Please rewrite all the items below, replacing "single point" with "single dot" and leaving everything else unchanged.
Provided data start
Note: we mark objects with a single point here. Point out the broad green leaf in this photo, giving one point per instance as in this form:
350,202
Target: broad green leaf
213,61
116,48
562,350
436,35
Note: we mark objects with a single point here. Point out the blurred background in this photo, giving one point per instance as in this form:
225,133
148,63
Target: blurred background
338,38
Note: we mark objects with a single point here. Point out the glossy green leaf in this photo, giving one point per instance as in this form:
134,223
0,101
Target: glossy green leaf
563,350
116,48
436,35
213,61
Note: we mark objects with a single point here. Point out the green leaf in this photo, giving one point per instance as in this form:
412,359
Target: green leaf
Provided data end
■ **Solution for this task**
Note: we mark objects with a single dot here. Point out the broad green leaf in this photo, giving one point per instance as in this form:
350,202
Target: broad green leaf
213,61
116,48
562,350
436,35
Note: we mark objects with a single dot here. Point out the blurred background in this photo, giving one point per instance as in this form:
225,133
148,63
Target: blurred background
338,38
Note: we mark objects with a single dot here. Point out the glossy green leaf in this photo, giving one point per instance as in this form:
134,223
0,101
Target: glossy green leaf
563,350
116,48
436,35
213,61
Note: we mark objects with a single dot here. Point out the green leaf in this photo, giving one point per instance as in this form:
412,359
Target: green leaf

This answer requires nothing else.